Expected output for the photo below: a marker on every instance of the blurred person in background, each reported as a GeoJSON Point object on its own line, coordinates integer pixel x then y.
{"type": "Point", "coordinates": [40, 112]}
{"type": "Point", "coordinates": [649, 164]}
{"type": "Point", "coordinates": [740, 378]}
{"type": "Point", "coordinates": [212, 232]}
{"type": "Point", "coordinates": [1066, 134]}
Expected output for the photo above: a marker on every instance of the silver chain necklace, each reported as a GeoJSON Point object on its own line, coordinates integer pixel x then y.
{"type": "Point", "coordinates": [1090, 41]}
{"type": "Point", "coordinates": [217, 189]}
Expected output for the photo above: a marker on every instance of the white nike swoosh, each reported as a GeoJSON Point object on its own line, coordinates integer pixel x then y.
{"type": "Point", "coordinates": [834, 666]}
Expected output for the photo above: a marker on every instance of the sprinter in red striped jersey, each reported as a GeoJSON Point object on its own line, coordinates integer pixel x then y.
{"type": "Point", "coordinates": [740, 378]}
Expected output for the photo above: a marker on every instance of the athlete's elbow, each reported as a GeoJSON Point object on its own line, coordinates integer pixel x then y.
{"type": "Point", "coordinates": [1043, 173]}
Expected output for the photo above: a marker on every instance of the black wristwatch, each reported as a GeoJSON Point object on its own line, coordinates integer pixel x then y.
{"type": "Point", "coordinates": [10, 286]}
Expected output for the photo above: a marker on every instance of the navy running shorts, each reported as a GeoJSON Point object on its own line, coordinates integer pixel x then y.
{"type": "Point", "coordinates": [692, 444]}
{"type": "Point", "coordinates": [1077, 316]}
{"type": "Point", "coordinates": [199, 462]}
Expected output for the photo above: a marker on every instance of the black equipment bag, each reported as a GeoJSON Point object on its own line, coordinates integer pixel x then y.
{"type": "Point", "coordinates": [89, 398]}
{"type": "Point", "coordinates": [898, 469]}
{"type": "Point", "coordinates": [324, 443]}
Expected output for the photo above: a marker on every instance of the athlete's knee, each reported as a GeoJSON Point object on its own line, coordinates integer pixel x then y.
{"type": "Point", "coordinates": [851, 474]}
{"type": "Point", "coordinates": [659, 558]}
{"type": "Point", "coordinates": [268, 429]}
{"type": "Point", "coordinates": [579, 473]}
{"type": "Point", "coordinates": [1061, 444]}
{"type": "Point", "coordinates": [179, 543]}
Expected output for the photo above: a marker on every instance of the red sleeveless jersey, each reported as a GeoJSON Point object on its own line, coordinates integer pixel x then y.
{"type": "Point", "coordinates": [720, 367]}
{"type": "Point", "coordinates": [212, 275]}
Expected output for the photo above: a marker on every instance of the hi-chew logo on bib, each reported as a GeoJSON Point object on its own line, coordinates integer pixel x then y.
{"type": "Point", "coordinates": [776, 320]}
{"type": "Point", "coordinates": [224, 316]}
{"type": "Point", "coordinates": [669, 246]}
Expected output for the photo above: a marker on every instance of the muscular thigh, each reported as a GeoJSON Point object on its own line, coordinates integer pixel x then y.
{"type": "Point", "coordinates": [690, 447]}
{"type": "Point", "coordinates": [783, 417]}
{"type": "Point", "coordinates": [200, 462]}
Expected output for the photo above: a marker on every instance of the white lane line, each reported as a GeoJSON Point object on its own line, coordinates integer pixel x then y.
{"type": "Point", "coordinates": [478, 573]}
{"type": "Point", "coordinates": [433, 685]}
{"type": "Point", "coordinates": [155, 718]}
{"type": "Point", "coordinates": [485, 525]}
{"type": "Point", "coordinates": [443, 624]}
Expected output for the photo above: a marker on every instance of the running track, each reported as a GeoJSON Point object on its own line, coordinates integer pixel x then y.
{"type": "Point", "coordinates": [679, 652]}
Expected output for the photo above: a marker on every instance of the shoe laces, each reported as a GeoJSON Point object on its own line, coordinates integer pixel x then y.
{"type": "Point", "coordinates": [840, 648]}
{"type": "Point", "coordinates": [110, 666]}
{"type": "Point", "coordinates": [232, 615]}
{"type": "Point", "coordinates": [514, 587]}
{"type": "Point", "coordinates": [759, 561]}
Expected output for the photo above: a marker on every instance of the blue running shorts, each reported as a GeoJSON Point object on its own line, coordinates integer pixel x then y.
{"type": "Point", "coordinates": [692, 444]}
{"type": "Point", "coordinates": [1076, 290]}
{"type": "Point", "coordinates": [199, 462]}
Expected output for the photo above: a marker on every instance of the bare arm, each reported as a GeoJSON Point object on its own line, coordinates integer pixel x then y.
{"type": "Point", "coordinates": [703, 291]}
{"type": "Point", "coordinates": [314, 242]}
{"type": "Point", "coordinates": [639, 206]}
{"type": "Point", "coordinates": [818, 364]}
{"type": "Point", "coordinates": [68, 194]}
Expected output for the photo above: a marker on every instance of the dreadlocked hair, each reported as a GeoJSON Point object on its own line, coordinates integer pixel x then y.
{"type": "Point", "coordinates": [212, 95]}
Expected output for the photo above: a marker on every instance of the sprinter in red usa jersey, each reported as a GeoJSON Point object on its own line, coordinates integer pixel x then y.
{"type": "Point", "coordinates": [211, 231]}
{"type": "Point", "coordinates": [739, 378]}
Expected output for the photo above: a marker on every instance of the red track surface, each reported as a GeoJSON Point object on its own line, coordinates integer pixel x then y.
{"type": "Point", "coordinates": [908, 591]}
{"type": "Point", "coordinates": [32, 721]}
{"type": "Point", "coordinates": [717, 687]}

•••

* **EXERCISE AIM**
Make an exact copy of every line from the one with "of the dreadlocked" to the end of the data, with the first and last of those lines included.

* **THE RESULT**
Expected output for the photo above: a marker on every instance of the dreadlocked hair, each reported as a GeoJSON Point object on its own line, coordinates integer pixel x then y.
{"type": "Point", "coordinates": [212, 95]}
Expected output for the photo above: a marker on every instance of the sprinter in red usa jersey, each reported as a GeoJSON Point object on its own line, coordinates integer pixel x then y.
{"type": "Point", "coordinates": [211, 231]}
{"type": "Point", "coordinates": [739, 378]}
Expected output for the photo above: a marker on every instance of the red track surface, each reported as a GeoJSON Point object on its own line, coordinates integer pixel x then y.
{"type": "Point", "coordinates": [908, 591]}
{"type": "Point", "coordinates": [32, 721]}
{"type": "Point", "coordinates": [717, 687]}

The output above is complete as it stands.